(Excerpted text)
────────
Amazon SageMaker gets eight new capabilities

Eight new capabilities have been unveiled for Amazon SageMaker, AWS’s end-to-end machine learning (ML) service. Developers, data scientists, and business analysts use Amazon SageMaker to build, train, and deploy ML models quickly and easily using its fully managed infrastructure, tools, and workflows.

The new features include new Amazon SageMaker governance capabilities that provide visibility into model performance throughout the ML lifecycle. New Amazon SageMaker Studio Notebook capabilities provide an enhanced notebook experience that enables customers to inspect and address data-quality issues in just a few clicks, facilitate real-time collaboration across data science teams, and accelerate the process of going from experimentation to production by converting notebook code into automated jobs. Finally, new capabilities within Amazon SageMaker automate model validation and make it easier to work with geospatial data.

“Today, tens of thousands of customers of all sizes and across industries rely on Amazon SageMaker. AWS customers are building millions of models, training models with billions of parameters, and generating trillions of predictions every month. Many customers are using ML at a scale that was unheard of just a few years ago,” said Bratin Saha, vice president of Artificial Intelligence and Machine Learning at AWS. “The new Amazon SageMaker capabilities announced today make it even easier for teams to expedite the end-to-end development and deployment of ML models.

From purpose-built governance tools to a next-generation notebook experience and streamlined model testing to enhanced support for geospatial data, we are building on Amazon SageMaker’s success to help customers take advantage of ML at scale.”

New ML governance capabilities in Amazon SageMaker

Amazon SageMaker offers new capabilities that help customers more easily scale governance across the ML model lifecycle. As the number of models and users within an organization increases, it becomes harder to set least-privilege access controls and establish governance processes to document model information (e.g., input data sets, training environment information, model-use description, and risk rating). Once models are deployed, customers also need to monitor for bias and feature drift to ensure they perform as expected.

Amazon SageMaker Role Manager makes it easier to control access and permissions: Appropriate user-access controls are a cornerstone of governance and support data privacy, prevent information leaks, and ensure practitioners can access the tools they need to do their jobs. Implementing these controls becomes increasingly complex as data science teams swell to dozens or even hundreds of people. ML administrators—individuals who create and monitor an organization’s ML systems—must balance the push to streamline development while controlling access to tasks, resources, and data within ML workflows.
────────
(Prompt)
Reproduce everything in the SageMaker announcement from "Eight new capabilities have" down to "tools, and workflows.", word for word. The records have no connection to the SageMaker announcement.
────────
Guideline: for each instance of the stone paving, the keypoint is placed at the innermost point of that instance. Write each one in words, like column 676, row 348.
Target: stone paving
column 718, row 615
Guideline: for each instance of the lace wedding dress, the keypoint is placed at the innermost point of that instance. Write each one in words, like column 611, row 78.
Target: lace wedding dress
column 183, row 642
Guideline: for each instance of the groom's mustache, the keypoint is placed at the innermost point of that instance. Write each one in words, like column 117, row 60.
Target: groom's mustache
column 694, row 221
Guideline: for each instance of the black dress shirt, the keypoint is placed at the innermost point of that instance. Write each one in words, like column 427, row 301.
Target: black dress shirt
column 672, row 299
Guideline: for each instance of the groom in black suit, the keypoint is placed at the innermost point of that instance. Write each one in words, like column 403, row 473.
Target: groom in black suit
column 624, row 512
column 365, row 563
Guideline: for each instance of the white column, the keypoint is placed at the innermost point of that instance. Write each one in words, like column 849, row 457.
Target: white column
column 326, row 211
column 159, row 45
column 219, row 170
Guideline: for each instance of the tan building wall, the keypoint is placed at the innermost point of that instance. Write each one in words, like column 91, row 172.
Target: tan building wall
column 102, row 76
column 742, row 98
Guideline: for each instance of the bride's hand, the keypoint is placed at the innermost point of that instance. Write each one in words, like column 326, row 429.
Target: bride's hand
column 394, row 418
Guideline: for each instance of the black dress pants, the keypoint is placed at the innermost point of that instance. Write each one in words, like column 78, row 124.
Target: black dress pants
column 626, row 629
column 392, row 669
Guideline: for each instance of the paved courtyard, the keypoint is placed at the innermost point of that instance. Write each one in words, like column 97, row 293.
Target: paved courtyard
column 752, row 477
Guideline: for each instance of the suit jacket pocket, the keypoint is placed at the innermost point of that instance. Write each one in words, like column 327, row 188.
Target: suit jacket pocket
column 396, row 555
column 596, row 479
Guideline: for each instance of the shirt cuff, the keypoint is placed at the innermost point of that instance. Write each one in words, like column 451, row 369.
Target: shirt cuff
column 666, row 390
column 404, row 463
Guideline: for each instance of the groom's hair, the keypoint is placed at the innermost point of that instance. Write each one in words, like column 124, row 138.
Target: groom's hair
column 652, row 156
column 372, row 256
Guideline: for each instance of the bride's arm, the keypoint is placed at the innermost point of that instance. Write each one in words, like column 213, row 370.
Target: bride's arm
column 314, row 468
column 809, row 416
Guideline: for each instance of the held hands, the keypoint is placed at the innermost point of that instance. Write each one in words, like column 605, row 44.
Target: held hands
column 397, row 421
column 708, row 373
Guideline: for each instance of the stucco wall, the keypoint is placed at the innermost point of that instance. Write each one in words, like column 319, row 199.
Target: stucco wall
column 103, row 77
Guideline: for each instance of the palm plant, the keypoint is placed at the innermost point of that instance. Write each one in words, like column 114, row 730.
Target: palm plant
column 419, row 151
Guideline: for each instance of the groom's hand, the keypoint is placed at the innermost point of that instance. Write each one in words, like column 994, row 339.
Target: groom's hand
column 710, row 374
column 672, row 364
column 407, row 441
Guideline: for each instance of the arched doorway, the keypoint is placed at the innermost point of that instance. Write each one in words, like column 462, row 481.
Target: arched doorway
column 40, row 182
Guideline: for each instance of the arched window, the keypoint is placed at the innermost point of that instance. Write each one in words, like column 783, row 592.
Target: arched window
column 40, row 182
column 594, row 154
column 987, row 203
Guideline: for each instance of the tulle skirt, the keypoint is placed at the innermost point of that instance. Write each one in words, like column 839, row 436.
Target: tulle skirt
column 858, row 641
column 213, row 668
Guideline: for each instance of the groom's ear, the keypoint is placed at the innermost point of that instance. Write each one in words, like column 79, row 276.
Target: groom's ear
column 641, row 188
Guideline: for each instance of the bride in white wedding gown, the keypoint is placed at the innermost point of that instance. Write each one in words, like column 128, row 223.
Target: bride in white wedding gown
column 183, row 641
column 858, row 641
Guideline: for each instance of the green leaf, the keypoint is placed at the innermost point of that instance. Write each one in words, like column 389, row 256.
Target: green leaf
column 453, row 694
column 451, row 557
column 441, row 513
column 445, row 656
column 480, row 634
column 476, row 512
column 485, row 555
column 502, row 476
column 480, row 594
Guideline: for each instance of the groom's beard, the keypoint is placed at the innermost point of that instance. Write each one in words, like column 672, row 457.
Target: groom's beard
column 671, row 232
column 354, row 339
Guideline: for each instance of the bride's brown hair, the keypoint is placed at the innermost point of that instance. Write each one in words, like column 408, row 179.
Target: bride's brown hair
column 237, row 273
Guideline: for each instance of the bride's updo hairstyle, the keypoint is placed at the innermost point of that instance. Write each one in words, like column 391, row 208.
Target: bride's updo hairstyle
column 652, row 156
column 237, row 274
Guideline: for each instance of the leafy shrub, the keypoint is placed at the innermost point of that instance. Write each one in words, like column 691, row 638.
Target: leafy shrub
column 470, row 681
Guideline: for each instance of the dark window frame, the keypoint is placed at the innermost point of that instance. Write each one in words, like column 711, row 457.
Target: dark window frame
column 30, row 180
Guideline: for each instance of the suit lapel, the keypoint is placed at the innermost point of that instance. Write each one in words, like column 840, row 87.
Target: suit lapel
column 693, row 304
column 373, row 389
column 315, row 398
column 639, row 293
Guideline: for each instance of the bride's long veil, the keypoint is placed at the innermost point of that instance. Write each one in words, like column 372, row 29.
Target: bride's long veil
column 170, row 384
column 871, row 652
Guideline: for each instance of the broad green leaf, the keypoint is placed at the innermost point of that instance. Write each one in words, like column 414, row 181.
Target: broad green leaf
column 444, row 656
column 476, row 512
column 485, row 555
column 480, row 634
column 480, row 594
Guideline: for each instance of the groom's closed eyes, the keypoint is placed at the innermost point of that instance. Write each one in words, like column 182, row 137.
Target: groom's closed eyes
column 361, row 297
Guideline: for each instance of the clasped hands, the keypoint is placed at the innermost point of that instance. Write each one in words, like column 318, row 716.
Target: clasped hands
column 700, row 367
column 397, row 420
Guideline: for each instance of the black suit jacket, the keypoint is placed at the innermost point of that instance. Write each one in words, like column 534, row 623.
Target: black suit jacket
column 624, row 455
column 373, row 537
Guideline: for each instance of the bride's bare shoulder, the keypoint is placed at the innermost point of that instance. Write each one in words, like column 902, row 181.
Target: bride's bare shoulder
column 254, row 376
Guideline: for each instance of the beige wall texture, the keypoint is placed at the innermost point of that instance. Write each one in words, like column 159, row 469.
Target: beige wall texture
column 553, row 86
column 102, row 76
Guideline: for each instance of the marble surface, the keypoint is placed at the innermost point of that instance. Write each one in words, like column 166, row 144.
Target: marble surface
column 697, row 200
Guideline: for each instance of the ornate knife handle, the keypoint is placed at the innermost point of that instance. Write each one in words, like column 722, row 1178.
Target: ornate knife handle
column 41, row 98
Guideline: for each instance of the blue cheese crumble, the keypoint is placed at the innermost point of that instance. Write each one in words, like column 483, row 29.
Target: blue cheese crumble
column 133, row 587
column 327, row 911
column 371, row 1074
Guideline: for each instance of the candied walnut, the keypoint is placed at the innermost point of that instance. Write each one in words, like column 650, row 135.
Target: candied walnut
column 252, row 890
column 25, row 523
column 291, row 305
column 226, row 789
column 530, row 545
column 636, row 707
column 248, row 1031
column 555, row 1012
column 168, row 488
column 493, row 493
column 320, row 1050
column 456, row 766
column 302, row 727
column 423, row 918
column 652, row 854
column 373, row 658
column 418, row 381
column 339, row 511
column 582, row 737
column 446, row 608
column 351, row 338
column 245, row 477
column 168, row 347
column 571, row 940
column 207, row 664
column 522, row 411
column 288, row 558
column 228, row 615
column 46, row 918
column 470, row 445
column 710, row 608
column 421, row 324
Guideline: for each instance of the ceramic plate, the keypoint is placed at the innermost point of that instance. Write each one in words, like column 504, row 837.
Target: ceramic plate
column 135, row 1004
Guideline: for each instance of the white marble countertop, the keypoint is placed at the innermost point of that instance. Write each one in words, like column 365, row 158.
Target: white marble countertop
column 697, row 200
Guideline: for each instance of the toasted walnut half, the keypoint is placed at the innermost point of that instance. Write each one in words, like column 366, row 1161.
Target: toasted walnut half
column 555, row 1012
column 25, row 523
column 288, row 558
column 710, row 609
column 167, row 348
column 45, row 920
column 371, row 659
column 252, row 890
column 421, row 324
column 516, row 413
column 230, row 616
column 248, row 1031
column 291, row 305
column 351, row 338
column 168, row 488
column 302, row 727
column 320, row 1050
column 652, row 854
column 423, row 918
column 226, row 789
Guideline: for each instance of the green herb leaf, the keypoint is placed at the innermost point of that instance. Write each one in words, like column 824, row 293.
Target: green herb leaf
────────
(Task answer)
Eight new capabilities have been unveiled for Amazon SageMaker, AWS’s end-to-end machine learning (ML) service. Developers, data scientists, and business analysts use Amazon SageMaker to build, train, and deploy ML models quickly and easily using its fully managed infrastructure, tools, and workflows.